__Saved entries__.

---*---

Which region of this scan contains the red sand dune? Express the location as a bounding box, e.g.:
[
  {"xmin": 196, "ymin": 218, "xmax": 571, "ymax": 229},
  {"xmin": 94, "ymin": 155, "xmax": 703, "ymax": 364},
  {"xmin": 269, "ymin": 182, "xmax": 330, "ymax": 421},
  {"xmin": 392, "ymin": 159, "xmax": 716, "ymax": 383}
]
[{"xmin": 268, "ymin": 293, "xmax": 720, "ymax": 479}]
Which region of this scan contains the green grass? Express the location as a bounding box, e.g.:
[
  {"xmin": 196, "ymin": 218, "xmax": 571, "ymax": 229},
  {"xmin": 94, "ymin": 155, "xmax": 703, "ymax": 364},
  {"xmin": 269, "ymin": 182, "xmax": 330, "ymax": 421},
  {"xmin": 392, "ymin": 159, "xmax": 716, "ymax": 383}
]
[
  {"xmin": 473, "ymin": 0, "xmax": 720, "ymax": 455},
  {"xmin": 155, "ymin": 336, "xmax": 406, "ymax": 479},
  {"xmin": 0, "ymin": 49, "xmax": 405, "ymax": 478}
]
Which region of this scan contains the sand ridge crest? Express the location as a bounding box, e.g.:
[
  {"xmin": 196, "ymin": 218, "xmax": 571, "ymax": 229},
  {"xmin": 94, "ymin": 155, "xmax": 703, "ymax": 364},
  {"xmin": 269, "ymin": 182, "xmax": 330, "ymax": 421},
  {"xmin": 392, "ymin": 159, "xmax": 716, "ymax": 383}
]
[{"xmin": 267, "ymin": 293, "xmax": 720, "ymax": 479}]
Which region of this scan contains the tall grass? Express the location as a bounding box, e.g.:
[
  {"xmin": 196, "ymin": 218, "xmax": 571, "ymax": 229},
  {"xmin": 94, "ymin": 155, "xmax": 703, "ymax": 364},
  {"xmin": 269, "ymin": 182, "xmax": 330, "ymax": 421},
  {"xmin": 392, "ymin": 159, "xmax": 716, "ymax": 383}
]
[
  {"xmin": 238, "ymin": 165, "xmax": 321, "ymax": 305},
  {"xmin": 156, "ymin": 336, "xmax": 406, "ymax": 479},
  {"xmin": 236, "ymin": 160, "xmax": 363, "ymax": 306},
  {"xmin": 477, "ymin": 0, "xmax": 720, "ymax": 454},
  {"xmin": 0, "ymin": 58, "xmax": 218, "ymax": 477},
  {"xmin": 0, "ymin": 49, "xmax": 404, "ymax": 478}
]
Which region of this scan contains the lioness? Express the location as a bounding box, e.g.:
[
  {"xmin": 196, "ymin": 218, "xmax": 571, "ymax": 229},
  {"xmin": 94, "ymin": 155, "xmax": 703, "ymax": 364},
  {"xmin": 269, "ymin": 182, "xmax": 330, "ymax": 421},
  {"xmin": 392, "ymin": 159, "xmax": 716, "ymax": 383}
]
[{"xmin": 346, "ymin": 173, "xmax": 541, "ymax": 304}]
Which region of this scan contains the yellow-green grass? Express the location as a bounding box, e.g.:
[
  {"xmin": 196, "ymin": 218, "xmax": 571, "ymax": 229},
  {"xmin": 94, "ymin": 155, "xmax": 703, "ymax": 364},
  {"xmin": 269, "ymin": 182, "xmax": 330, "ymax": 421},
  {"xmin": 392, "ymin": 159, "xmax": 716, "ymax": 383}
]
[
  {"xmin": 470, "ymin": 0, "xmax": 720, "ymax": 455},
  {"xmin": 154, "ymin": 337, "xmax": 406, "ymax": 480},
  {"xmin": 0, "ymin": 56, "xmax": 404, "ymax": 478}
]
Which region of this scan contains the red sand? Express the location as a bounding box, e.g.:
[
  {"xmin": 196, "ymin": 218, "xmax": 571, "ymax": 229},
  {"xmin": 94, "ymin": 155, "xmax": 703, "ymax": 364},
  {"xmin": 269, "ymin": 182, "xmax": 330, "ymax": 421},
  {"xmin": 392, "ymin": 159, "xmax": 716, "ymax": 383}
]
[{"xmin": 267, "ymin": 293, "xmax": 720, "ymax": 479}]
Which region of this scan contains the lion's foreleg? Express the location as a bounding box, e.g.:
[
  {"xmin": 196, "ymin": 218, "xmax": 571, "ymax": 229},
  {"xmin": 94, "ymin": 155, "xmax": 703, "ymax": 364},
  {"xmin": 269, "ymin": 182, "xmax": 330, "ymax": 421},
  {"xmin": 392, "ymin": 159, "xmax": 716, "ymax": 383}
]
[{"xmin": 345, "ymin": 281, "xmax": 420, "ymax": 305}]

---*---

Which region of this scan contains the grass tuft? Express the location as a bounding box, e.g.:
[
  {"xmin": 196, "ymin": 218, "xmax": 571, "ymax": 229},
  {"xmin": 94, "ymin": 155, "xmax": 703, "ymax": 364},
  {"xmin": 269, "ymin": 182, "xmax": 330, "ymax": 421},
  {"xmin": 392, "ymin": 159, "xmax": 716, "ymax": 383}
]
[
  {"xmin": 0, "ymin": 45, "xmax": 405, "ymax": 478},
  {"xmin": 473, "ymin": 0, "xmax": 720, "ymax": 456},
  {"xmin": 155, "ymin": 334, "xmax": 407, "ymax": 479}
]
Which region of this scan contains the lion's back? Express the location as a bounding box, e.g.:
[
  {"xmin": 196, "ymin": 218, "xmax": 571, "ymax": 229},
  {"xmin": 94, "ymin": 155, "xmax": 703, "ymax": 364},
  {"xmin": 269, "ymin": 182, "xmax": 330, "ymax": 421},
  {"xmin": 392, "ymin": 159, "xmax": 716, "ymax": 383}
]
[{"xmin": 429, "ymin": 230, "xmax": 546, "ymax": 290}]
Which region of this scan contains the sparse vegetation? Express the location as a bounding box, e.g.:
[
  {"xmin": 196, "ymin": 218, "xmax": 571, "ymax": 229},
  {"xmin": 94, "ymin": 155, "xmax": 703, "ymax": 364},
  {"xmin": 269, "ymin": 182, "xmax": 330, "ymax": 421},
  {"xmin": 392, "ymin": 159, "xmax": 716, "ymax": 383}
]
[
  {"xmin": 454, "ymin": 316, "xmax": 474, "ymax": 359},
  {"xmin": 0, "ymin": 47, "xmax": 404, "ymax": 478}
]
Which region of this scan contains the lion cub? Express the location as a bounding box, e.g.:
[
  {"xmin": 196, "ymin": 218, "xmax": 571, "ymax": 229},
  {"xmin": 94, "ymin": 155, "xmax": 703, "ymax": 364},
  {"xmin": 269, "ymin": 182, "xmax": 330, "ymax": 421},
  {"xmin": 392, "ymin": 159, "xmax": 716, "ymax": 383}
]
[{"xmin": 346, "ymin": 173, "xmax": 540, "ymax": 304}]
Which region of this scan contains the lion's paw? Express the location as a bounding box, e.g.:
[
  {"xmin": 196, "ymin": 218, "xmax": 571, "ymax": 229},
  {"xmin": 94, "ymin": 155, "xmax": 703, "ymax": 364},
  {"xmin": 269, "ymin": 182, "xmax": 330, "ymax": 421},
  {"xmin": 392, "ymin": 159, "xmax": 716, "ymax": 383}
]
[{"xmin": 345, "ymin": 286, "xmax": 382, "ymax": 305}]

---*---

__How to complete this task__. Check every line above for the string "sand", and copy the ones that have it.

__Result of this exercise__.
Which region of this scan contains the red sand dune? Express the location as a bounding box, e.g.:
Which region of this scan contains the sand ridge crest? Express the location as a bounding box, e.g.:
Which region of this scan contains the red sand? Express the location as a bounding box, e.g.:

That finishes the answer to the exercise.